• **Work required**: Rewrite the entries below as a two-column CSV with the headers "prompt" and "answer". Give one row per entry, with its text and its answer each in a single quoted field, line breaks replaced by spaces, and the pictures omitted.
━━ Raw data ━━
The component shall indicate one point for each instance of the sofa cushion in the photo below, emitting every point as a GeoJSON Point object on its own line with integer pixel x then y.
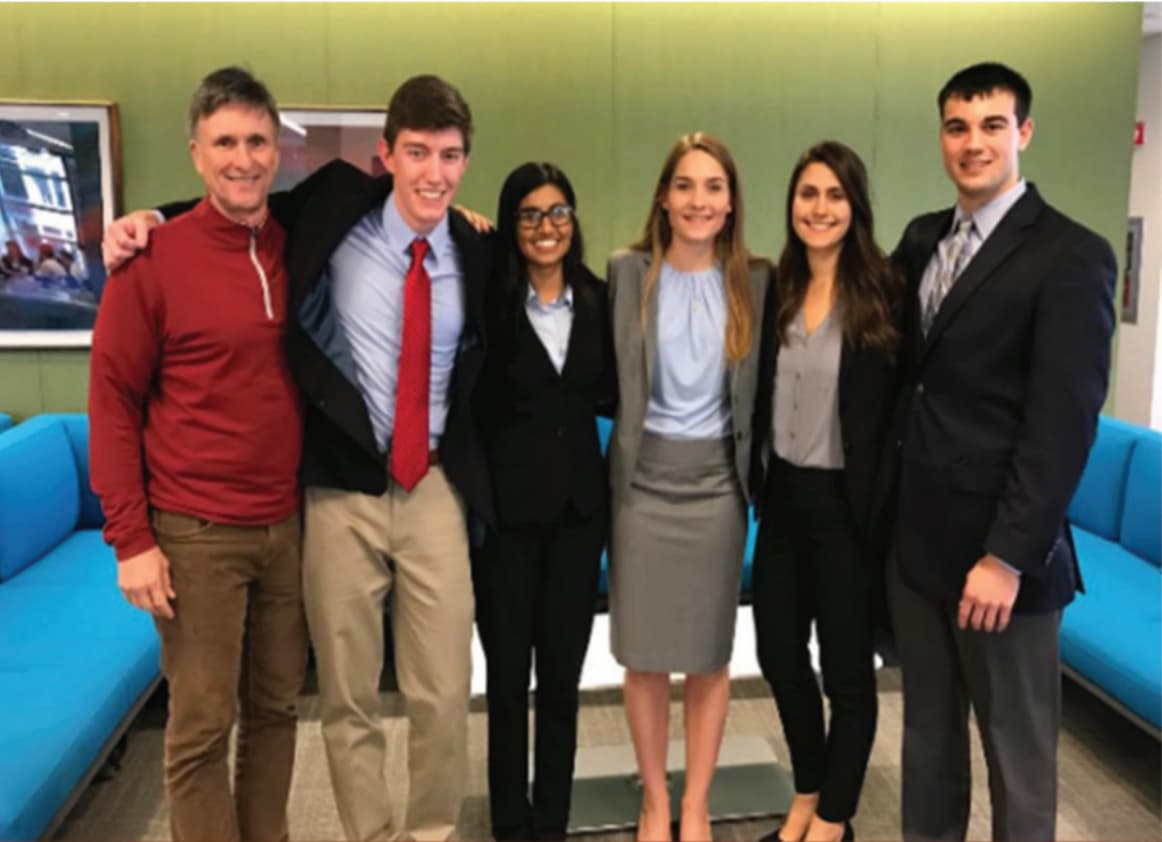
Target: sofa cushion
{"type": "Point", "coordinates": [81, 561]}
{"type": "Point", "coordinates": [38, 493]}
{"type": "Point", "coordinates": [76, 425]}
{"type": "Point", "coordinates": [73, 663]}
{"type": "Point", "coordinates": [1097, 502]}
{"type": "Point", "coordinates": [1110, 634]}
{"type": "Point", "coordinates": [1141, 523]}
━━━
• **Result of this task**:
prompt,answer
"The component shall indicate one point for each instance of the sofa cushion in the photo below, emitting every point as a GeoJSON Point object on its own line with integer pixel x then y. Target: sofa cushion","{""type"": ""Point"", ""coordinates"": [81, 561]} {""type"": ""Point"", ""coordinates"": [38, 493]} {""type"": ""Point"", ""coordinates"": [76, 425]} {""type"": ""Point"", ""coordinates"": [73, 663]} {""type"": ""Point"", ""coordinates"": [1097, 502]} {""type"": ""Point"", ""coordinates"": [1110, 634]} {""type"": ""Point"", ""coordinates"": [1141, 523]}"